◆ Stated exercise
Pull out each line of the items below that contains the word "blue", and copy those lines. The match is case-sensitive.

[Entries about locating named things]
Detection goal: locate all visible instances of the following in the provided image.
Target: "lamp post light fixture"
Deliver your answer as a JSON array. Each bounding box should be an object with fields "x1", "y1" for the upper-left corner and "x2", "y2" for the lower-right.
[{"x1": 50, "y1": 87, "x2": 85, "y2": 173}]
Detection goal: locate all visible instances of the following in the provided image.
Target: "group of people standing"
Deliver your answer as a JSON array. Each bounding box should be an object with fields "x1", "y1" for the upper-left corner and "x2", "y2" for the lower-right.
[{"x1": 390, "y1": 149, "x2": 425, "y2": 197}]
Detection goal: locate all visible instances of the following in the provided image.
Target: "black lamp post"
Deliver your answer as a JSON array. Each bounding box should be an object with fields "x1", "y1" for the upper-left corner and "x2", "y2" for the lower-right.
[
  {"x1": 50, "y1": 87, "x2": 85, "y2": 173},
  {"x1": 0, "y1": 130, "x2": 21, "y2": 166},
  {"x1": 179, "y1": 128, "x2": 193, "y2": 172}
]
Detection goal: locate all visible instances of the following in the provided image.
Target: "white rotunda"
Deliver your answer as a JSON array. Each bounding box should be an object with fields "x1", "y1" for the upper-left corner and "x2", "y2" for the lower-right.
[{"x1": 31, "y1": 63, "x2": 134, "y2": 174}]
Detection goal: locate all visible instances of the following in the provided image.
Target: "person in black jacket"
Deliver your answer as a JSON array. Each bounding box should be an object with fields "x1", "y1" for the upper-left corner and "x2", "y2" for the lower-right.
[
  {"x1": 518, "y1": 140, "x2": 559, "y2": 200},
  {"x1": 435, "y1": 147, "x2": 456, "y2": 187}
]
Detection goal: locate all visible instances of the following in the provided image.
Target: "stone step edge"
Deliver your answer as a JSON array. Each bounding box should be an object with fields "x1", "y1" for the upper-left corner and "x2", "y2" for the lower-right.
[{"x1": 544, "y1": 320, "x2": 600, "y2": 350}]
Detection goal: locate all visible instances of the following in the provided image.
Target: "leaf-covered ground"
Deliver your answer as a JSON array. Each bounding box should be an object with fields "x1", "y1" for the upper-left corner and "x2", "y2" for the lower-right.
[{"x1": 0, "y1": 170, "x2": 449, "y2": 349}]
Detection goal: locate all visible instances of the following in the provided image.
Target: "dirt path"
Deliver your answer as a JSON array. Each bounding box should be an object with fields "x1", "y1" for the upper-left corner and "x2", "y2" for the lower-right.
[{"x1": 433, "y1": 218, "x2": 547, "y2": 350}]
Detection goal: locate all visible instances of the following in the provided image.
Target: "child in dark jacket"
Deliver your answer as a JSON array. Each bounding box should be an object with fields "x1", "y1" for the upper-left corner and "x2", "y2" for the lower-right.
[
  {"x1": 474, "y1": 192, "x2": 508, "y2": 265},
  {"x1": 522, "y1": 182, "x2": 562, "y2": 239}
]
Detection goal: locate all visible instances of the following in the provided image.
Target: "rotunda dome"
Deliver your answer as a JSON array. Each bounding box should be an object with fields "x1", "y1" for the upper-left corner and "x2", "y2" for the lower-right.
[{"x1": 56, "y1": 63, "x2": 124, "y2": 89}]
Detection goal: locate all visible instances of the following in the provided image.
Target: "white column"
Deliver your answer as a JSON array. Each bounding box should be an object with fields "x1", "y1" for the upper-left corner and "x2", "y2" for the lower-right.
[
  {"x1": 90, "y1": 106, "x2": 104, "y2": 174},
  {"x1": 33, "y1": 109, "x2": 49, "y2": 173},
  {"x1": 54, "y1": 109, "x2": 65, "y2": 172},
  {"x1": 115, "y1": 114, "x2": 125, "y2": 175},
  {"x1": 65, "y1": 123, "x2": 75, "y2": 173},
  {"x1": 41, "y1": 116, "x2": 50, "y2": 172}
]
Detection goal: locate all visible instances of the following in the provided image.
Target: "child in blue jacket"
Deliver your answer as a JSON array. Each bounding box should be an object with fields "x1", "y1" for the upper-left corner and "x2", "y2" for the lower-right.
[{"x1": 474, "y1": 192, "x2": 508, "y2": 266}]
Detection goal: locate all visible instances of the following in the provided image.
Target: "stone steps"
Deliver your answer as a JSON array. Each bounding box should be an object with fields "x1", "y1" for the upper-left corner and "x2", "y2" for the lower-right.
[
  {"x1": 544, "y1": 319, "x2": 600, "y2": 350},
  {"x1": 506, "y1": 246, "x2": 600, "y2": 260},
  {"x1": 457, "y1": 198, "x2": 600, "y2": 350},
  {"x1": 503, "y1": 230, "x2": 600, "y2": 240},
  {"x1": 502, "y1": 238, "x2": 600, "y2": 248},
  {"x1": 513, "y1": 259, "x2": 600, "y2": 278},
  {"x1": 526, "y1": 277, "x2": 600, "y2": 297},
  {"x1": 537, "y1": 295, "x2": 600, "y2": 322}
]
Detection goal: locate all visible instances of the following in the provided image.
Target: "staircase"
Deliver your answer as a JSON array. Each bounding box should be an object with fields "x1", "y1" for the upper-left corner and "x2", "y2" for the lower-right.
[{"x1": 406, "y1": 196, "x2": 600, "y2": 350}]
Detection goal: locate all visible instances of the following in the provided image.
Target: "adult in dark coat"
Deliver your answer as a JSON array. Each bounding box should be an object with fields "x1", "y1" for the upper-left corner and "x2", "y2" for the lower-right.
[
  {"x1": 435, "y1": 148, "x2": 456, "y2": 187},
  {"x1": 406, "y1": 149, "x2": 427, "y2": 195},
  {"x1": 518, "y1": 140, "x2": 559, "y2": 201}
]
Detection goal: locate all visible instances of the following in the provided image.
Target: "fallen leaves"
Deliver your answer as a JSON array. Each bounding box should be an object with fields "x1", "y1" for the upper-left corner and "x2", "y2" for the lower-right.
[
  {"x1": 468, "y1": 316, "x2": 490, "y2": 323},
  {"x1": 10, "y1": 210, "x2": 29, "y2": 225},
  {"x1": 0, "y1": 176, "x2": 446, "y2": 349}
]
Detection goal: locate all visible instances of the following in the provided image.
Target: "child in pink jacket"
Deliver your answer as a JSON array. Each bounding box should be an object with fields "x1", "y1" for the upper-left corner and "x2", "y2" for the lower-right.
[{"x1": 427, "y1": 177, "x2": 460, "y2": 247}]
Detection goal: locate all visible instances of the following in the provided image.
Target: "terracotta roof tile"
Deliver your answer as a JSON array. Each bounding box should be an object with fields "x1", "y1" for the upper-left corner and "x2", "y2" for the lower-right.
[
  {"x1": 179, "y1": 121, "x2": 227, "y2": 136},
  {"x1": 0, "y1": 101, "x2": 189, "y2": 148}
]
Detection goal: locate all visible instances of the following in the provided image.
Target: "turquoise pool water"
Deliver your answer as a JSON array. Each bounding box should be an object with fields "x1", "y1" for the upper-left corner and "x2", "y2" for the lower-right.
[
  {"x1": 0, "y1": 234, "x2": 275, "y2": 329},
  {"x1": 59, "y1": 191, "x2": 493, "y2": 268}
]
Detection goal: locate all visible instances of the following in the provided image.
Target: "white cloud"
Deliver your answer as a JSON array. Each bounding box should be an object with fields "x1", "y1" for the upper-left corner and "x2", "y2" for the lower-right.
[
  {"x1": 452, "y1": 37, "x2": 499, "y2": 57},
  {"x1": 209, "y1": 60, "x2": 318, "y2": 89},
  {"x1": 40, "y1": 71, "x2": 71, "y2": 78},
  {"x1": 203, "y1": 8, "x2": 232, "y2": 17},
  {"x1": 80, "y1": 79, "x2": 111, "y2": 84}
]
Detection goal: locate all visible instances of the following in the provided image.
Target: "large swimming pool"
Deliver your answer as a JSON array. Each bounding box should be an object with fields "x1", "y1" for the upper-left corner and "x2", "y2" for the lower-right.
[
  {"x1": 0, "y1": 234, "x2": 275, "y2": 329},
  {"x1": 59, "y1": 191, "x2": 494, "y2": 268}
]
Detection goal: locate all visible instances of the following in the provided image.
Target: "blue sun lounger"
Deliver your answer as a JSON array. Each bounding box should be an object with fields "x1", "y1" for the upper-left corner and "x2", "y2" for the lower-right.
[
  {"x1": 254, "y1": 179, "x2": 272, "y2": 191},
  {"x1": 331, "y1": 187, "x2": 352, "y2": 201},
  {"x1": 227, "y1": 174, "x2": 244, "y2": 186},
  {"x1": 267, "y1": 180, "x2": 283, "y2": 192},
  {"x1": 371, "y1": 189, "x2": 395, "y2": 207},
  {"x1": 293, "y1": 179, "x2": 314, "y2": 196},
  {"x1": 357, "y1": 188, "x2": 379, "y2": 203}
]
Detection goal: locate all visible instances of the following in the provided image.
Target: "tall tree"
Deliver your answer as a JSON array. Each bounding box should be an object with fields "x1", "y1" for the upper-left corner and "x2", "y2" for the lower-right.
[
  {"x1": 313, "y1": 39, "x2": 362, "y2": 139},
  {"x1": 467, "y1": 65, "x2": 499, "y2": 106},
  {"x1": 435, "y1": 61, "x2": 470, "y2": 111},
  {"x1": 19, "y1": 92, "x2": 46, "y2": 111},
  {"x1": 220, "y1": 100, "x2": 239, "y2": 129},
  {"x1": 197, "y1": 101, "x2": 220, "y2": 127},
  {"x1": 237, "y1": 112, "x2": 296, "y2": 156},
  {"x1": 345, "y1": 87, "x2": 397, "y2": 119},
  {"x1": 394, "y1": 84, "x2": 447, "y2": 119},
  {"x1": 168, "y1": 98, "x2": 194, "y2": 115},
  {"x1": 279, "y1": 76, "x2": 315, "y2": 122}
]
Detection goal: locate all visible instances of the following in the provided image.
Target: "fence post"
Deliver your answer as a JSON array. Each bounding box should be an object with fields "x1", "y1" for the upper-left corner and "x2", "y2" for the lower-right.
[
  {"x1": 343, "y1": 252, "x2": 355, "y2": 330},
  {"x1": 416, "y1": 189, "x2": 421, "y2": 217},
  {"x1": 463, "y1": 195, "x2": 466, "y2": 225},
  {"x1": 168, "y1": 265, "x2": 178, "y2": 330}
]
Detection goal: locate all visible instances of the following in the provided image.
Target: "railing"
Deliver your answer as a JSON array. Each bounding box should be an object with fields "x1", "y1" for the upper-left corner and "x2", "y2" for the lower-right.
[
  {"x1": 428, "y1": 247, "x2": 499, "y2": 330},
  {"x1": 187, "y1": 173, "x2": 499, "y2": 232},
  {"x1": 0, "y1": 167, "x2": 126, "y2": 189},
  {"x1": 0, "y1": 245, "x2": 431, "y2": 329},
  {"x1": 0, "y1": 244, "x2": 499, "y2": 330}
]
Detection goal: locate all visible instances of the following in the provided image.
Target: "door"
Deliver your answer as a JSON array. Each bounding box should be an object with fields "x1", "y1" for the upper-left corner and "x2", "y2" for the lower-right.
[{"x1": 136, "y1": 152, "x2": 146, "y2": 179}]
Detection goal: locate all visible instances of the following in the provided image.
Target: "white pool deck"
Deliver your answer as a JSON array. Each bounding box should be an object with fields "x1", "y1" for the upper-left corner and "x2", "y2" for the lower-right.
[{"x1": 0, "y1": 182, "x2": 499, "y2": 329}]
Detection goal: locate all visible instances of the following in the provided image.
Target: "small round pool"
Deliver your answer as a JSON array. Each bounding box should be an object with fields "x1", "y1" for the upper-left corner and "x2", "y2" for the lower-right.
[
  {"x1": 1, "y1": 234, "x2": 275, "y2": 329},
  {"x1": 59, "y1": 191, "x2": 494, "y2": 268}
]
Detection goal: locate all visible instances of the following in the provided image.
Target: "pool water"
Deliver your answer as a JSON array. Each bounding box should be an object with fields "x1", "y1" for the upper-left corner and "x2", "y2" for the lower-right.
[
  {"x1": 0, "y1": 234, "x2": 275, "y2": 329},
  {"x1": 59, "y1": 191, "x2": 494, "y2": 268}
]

◆ The result
Target: "child in blue jacket"
Target: "blue sun lounger"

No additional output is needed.